• [PROBLEM REQUIREMENTS]:
Output the data in full and exactly as presented.

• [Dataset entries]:
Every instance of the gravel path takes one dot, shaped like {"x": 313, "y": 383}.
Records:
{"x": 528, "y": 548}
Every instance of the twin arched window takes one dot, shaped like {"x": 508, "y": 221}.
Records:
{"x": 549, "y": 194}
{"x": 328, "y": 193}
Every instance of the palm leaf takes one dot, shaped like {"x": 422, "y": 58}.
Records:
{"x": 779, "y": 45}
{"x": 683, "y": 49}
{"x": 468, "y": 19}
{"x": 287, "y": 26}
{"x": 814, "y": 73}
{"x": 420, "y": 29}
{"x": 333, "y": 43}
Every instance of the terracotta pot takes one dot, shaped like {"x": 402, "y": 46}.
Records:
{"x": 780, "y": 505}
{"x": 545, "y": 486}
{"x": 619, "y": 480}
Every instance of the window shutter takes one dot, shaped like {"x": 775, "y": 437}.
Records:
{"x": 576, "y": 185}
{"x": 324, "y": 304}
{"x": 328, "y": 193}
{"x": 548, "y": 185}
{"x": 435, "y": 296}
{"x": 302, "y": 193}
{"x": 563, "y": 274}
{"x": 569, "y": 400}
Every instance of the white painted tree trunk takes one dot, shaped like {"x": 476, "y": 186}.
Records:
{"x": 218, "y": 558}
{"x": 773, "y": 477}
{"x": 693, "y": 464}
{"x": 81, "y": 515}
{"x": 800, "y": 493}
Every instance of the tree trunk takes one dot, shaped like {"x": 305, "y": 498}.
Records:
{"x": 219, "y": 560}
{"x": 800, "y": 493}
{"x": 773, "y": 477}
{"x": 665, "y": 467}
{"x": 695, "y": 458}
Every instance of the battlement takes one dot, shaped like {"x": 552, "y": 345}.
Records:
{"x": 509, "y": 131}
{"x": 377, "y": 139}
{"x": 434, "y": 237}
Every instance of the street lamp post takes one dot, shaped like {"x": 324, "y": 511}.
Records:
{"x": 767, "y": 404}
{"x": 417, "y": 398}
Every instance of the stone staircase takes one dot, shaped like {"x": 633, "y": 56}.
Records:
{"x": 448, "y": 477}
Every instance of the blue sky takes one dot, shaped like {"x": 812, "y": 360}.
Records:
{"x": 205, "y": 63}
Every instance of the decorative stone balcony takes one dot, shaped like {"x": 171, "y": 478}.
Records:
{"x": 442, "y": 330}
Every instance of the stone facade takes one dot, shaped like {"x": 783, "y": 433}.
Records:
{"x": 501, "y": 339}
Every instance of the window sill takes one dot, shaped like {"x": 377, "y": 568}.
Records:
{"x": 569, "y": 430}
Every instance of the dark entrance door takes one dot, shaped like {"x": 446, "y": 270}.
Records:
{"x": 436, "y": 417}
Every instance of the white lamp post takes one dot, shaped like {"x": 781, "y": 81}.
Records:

• [RESPONSE BELOW]:
Every instance of the gravel path takes one dot, shaped like {"x": 313, "y": 383}.
Records:
{"x": 528, "y": 548}
Every instance of the twin arched window takes one dot, shaped like {"x": 508, "y": 221}.
Records:
{"x": 549, "y": 194}
{"x": 328, "y": 193}
Every instance of the palm leaf takes one dot, shaped like {"x": 422, "y": 58}.
Records:
{"x": 779, "y": 45}
{"x": 683, "y": 49}
{"x": 468, "y": 19}
{"x": 287, "y": 26}
{"x": 814, "y": 73}
{"x": 420, "y": 29}
{"x": 333, "y": 43}
Every instance of the terracotta pot takes one dot, shaped like {"x": 402, "y": 46}.
Records:
{"x": 780, "y": 505}
{"x": 545, "y": 486}
{"x": 619, "y": 480}
Every instance of the window shutter takes one dot, shaped like {"x": 775, "y": 437}.
Records:
{"x": 576, "y": 185}
{"x": 324, "y": 304}
{"x": 328, "y": 193}
{"x": 548, "y": 185}
{"x": 435, "y": 296}
{"x": 302, "y": 193}
{"x": 563, "y": 274}
{"x": 569, "y": 400}
Every instance of the white painted tree trunk takes one dot, shaped like {"x": 476, "y": 186}.
Records:
{"x": 218, "y": 558}
{"x": 773, "y": 477}
{"x": 693, "y": 464}
{"x": 81, "y": 515}
{"x": 800, "y": 493}
Every instance of the tree trunk takes one dot, shaped like {"x": 305, "y": 498}.
Records:
{"x": 219, "y": 560}
{"x": 800, "y": 493}
{"x": 773, "y": 477}
{"x": 665, "y": 467}
{"x": 695, "y": 458}
Every instance of the battlement takes one dot, shaped like {"x": 552, "y": 345}.
Records:
{"x": 509, "y": 131}
{"x": 377, "y": 139}
{"x": 434, "y": 237}
Every instance of the street lamp post takes one dot, shaped like {"x": 324, "y": 511}.
Records:
{"x": 767, "y": 404}
{"x": 417, "y": 398}
Every instance of the stone staircase takes one dot, shaped like {"x": 633, "y": 56}.
Records:
{"x": 448, "y": 477}
Every instance of the blue sky takes one dot, shaped like {"x": 812, "y": 360}.
Records:
{"x": 205, "y": 63}
Every instance of the decorative stone balcony takes one dot, shaped like {"x": 171, "y": 478}.
Records:
{"x": 442, "y": 330}
Every instance of the stone facade takes one dot, shaped like {"x": 783, "y": 433}.
Records:
{"x": 501, "y": 339}
Every instance of the window sill takes one dot, shaped like {"x": 377, "y": 568}.
Records:
{"x": 569, "y": 430}
Every instance of the dark entrance door takes one dot, shaped like {"x": 446, "y": 270}.
Records:
{"x": 436, "y": 417}
Every instance of the white lamp post takes one dot, shaped like {"x": 781, "y": 81}.
Records:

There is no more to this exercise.